Objective:
Reproduce every one of the records below word for word, omitting the pictures from your answer.

■ ■ ■ ■

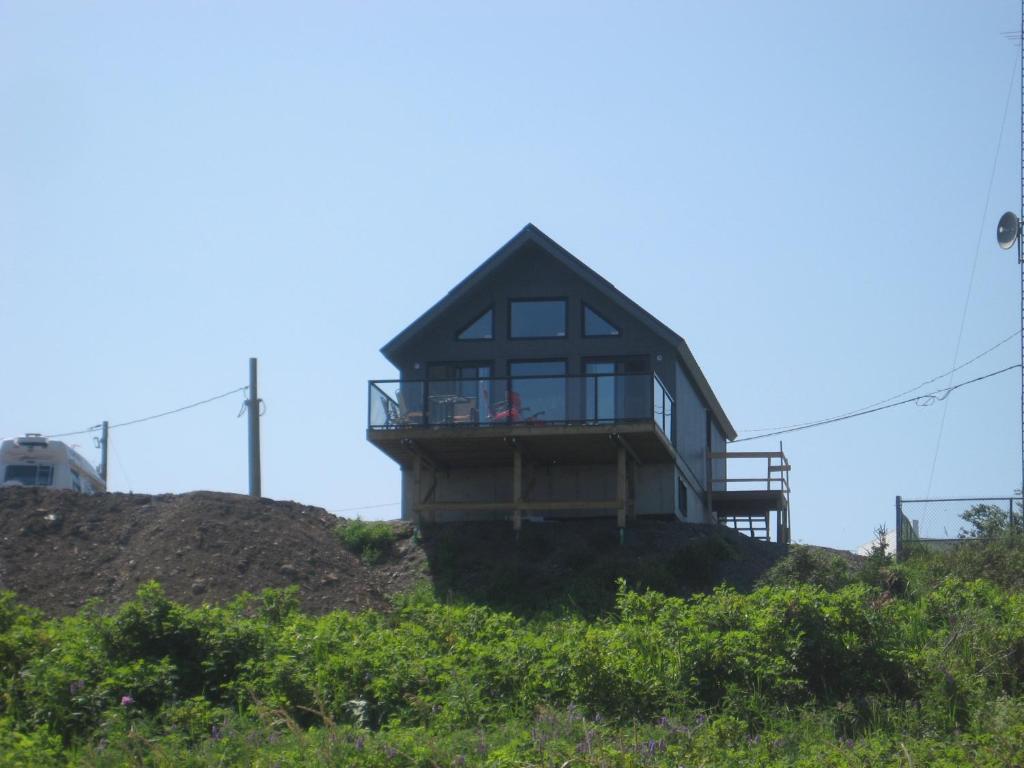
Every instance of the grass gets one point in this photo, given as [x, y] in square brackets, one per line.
[792, 674]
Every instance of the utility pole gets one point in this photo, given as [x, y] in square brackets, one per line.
[103, 440]
[253, 404]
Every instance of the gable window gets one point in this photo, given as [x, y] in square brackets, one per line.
[29, 474]
[595, 325]
[538, 318]
[481, 328]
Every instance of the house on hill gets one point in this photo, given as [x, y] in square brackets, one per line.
[536, 388]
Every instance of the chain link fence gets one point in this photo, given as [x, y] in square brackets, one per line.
[938, 523]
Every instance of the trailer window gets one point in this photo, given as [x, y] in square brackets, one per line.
[30, 474]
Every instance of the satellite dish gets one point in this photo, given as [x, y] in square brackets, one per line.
[1007, 231]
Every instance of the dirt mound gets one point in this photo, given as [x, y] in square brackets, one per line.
[58, 549]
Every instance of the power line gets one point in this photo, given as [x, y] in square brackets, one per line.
[898, 394]
[151, 418]
[357, 509]
[924, 399]
[974, 264]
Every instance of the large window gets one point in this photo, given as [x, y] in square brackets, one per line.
[537, 318]
[616, 388]
[481, 328]
[537, 390]
[458, 392]
[30, 474]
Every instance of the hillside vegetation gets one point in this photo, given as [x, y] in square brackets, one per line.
[915, 665]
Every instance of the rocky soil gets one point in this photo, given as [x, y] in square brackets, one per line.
[59, 550]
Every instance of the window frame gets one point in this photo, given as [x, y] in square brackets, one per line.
[584, 306]
[461, 331]
[536, 300]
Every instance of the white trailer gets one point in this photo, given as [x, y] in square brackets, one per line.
[33, 460]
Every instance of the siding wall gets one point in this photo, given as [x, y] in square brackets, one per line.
[534, 273]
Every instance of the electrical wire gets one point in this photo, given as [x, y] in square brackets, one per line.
[974, 265]
[924, 399]
[357, 509]
[898, 394]
[148, 418]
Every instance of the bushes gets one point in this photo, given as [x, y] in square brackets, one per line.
[178, 676]
[371, 541]
[807, 565]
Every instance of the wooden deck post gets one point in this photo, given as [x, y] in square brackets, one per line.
[516, 488]
[622, 494]
[417, 489]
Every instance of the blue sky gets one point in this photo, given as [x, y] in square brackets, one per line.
[798, 188]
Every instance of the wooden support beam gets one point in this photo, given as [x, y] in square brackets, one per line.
[421, 454]
[417, 484]
[516, 487]
[622, 495]
[629, 449]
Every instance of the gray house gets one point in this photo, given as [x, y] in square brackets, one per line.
[536, 388]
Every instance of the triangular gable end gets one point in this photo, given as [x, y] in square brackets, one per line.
[531, 233]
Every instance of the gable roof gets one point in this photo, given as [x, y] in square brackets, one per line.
[530, 233]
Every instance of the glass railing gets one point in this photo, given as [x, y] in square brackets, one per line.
[594, 398]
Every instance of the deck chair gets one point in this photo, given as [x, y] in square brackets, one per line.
[464, 413]
[510, 410]
[404, 415]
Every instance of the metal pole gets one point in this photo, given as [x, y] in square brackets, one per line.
[103, 439]
[253, 406]
[899, 527]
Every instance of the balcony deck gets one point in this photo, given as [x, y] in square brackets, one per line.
[493, 445]
[552, 419]
[749, 510]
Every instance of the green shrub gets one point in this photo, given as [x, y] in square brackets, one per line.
[369, 540]
[806, 565]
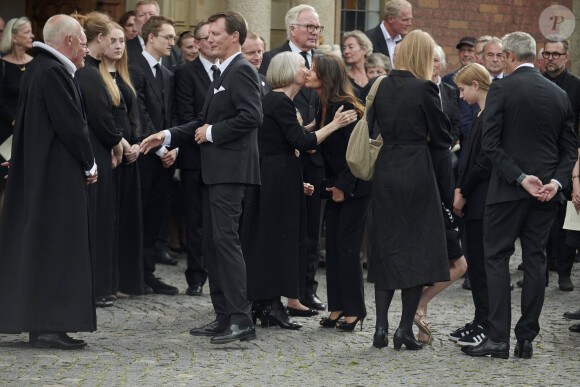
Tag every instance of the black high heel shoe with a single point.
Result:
(344, 326)
(401, 338)
(380, 338)
(327, 322)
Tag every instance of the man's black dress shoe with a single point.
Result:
(524, 349)
(565, 284)
(160, 287)
(410, 342)
(573, 315)
(488, 347)
(58, 340)
(103, 302)
(301, 313)
(313, 302)
(380, 338)
(195, 290)
(234, 333)
(212, 329)
(166, 259)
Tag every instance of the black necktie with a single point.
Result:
(159, 76)
(216, 72)
(305, 56)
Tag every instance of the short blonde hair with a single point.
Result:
(473, 72)
(362, 40)
(283, 69)
(416, 54)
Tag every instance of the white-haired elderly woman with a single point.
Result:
(356, 47)
(274, 226)
(16, 40)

■ ■ ■ ■

Correct response:
Every instance of the grass gets one point in this photo, given as [x, y] in square brackets, one per line.
[792, 674]
Every instance of the utility pole gets one point in this photo, given as [x, y] in square brackets, one per line.
[103, 440]
[253, 404]
Every instance of the gable window gets one point in this photo, given as [x, y] in square brackets, one per line.
[29, 474]
[595, 325]
[538, 318]
[481, 328]
Every instance of the house on hill gets one point in this photo, given as [x, y] in square brackets, one per line.
[536, 388]
Every instance of the chain link fence gets one point in this photo, given as [x, y] in square brackets, one per line.
[938, 523]
Every instance of the trailer window gets one point in this photo, given as [x, y] in square brackets, one per line.
[30, 474]
Every instance of the satellite dish gets one point in this photo, given as [x, y] in square brackets, one per line.
[1007, 231]
Every instance of the dirt mound gets one point in this photo, given as [x, y] in square brackets, one per line.
[58, 549]
Every instance of the power line gets one point in this photo, given as [x, y] in square brackets, one per line.
[898, 394]
[151, 418]
[357, 509]
[924, 399]
[974, 264]
Every instance of the large window gets one point in this photo, given as [x, y] in square brackets, one per line.
[537, 318]
[616, 388]
[481, 328]
[537, 390]
[458, 392]
[30, 474]
Every instance of the hillside vegetation gets one point in this photo, given as [x, y] in square brackets, one per line.
[915, 665]
Every instance of the rocky soil gets one point in this photo, given as [x, y] in square brackets, one per line.
[59, 550]
Every instance of the window frame gets one point in this photo, given as [x, y] in square brackets, one per line.
[584, 306]
[461, 331]
[536, 300]
Every instance of the white trailer gets one point in this photo, given as [x, y] in square brackets, one per line.
[33, 460]
Every instance of the siding wall gets one point in this photo, given as [x, y] in square brackets, one per line.
[534, 273]
Every instance of the electrical wire gets one point in this photo, given as [x, y] in square brackets, one per line.
[974, 265]
[924, 399]
[357, 509]
[898, 394]
[148, 418]
Every instance of the bushes gets one point in this photo, given as [x, y] in square brackets, one per line.
[178, 676]
[371, 541]
[807, 565]
Every instance of the wooden deck post gets one point in this photo, given as [x, y] in square brackets, one per line.
[516, 488]
[622, 494]
[417, 489]
Every instance of the blue sky gets one point in this photo, given as [x, y] in square brackets, one per line.
[798, 188]
Every instance of the wooden support beam gets one point in this photo, given as [x, y] in square brackets, one per line.
[421, 454]
[417, 484]
[516, 487]
[622, 495]
[629, 449]
Every instance of the gray house gets one point in this photo, given as [x, y] in square brackets, one per line.
[536, 388]
Every instance of the triangular gable end gets one point in this photo, given as [x, y] in square brackets, one per line.
[531, 233]
Every instance of the gable roof gets one point in this photo, given as [x, y] in square brackets, one per line.
[530, 233]
Every instance of the glass railing gets one point in this photo, given as [x, y] in square brackets, one per line.
[594, 398]
Every instance of the deck chair gets one point in this photo, given as [x, y] in square brackets, one per line.
[464, 413]
[510, 410]
[404, 415]
Every instance of the metal pole gets one point in this photo, given as [x, y] in square brackets, one per line.
[103, 439]
[253, 406]
[899, 527]
Every instance of the balcony deck gets one point in this photo, given as [x, y] in square brackets, one per line.
[493, 445]
[552, 419]
[749, 510]
Every instance of the green shrub gets one point in this photo, given as [x, y] in square brackets, one per line.
[369, 540]
[806, 565]
Tag every instance of the black high heel shoe with a single point.
Result:
(344, 326)
(401, 338)
(380, 338)
(327, 322)
Tag every instance of the man's black dress shoe with a single point.
Result:
(524, 349)
(565, 284)
(160, 287)
(410, 342)
(573, 315)
(488, 347)
(58, 340)
(103, 302)
(301, 313)
(313, 302)
(380, 338)
(195, 290)
(234, 333)
(212, 329)
(166, 259)
Tag every instance of the black necktie with a single point.
Result:
(159, 76)
(216, 72)
(305, 56)
Tag every instance of the short blonde hair with a single point.
Result:
(473, 72)
(362, 40)
(283, 69)
(416, 54)
Tag every instance of the white-haired elderly woman with a single point.
Result:
(356, 47)
(274, 226)
(16, 40)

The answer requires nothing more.